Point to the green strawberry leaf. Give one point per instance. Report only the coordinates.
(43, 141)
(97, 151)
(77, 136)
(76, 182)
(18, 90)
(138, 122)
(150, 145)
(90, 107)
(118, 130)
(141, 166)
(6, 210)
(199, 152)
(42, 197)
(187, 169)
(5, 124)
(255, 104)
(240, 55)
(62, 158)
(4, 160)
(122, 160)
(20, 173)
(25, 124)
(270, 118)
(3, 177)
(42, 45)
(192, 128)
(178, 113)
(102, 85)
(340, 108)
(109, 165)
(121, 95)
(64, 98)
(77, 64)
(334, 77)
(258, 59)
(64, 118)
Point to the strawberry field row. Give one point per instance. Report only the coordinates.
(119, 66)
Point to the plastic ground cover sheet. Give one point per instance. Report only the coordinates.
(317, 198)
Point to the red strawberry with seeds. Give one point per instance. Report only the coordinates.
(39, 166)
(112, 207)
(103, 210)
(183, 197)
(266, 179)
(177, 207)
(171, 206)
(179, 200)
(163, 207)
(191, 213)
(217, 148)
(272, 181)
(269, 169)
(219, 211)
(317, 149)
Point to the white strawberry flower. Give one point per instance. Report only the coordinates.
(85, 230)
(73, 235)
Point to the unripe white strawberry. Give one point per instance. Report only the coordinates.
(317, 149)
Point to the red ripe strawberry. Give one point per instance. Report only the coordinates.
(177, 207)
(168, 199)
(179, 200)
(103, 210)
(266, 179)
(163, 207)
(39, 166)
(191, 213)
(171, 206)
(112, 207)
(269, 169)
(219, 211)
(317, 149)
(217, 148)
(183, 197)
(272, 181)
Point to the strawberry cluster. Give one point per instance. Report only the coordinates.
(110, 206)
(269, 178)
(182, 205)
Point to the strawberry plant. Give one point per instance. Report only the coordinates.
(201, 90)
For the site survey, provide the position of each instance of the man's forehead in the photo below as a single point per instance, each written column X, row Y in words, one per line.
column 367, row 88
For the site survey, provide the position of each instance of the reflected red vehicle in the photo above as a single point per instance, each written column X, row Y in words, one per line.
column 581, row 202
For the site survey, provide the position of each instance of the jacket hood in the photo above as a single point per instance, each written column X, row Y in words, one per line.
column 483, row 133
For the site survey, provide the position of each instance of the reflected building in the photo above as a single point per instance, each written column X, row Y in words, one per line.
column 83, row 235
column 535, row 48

——

The lines from the one containing "the reflected building" to the final line of the listing above must be set down exactly, both included.

For the site survey, provide the position of each instance of the reflected building in the photo above as a single point per instance, each written column X, row Y in words, one per line.
column 83, row 235
column 535, row 48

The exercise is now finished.